- [Dataset]:
----------------------------------------
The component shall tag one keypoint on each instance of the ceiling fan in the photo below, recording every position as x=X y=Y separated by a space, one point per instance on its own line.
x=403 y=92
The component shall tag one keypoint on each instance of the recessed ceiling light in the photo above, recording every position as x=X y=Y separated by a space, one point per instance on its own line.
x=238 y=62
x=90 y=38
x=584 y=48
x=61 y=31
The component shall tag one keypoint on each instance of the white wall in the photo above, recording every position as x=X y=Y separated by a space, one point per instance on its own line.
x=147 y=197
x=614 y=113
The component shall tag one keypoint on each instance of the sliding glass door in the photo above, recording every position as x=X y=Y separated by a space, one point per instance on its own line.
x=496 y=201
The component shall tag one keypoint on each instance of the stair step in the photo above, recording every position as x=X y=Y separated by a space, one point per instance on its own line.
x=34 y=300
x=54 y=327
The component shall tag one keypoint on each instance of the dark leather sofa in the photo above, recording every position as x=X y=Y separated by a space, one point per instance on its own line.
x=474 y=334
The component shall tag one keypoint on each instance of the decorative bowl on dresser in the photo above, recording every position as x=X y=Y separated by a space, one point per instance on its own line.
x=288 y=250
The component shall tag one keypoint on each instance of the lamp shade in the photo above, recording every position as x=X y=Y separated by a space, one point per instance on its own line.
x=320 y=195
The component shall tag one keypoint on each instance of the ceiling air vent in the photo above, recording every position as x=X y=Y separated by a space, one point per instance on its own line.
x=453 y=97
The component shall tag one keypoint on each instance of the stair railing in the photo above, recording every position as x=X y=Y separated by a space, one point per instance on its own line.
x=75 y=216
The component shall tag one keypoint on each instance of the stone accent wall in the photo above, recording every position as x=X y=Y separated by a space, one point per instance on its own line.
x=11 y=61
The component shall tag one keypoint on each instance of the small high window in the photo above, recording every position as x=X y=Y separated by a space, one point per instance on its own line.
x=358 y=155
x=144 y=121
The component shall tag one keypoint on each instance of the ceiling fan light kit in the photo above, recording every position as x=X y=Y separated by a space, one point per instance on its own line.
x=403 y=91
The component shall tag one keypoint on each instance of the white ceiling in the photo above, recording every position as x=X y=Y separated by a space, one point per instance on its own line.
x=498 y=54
----------------------------------------
- [Problem statement]: Each line above must be reproduced exactly.

- [Response to the task]:
The component shall tag one keypoint on each instance of the ceiling fan in the photo below, recording every position as x=X y=Y separated by a space, one point per instance on its own line.
x=403 y=92
The component shall tag one keypoint on each instance of the recessed ceiling light in the photo above, recording every position as x=X y=Y separated by a space, one point per instance on its own line.
x=238 y=62
x=90 y=38
x=584 y=48
x=61 y=31
The component shall tag one keypoint on each instance of the white wall in the photo above, recording every position as x=X y=Y separated by a space, one point per instance on its own line.
x=147 y=197
x=614 y=113
The component shall tag one keypoint on each instance of the sliding glass door in the photo above, recording every position as x=X y=Y separated by a space, one point per instance on its own line.
x=496 y=201
The component shall tag one keypoint on each instance of the stair step in the photo above, recording every position as x=X y=Y separated by a space, one point per instance on its own line.
x=34 y=300
x=54 y=327
The component shall tag one keypoint on each instance of the dark leather sofa in the photo above, recording every position as x=X y=Y separated by a space, one point per instance on its own line.
x=474 y=334
The component shall tag one keypoint on each instance of the decorative bowl on dresser in the photo above, recording every position as x=X y=Y separated by a space, one point per instance on its own line.
x=288 y=250
The component shall tag one keypoint on each instance of the lamp shade in the photo above, recording every position as x=X y=Y separated by a space, one point per instance on its own line.
x=320 y=195
The component shall tag one keypoint on each instance of the ceiling air vent in the photo above, recording every position as x=X y=Y separated by a space, one point per instance on its own line.
x=453 y=97
The component shall tag one keypoint on each instance of the stair railing in the photo above, recording every position as x=X y=Y separated by a space, one point per instance on its own line.
x=75 y=216
The component shall tag one keypoint on each instance of the stone accent wall in the photo above, recording every position as x=X y=Y separated by a space, one point per instance on its own line.
x=11 y=61
The component shall tag one keypoint on each instance of the small high window in the photo above, recording every position as x=X y=Y separated by a space, one point per instance on its own line.
x=358 y=155
x=144 y=121
The component shall tag one keypoint on each instance of the ceiling fan light kit in the photo above, recording every position as x=X y=Y separated by a space, one point per instance on its own line.
x=403 y=91
The component shall tag one keypoint on each instance of the white ceiling in the photo above, recording every position as x=X y=Y separated by a space, one point per instance on its own line.
x=498 y=54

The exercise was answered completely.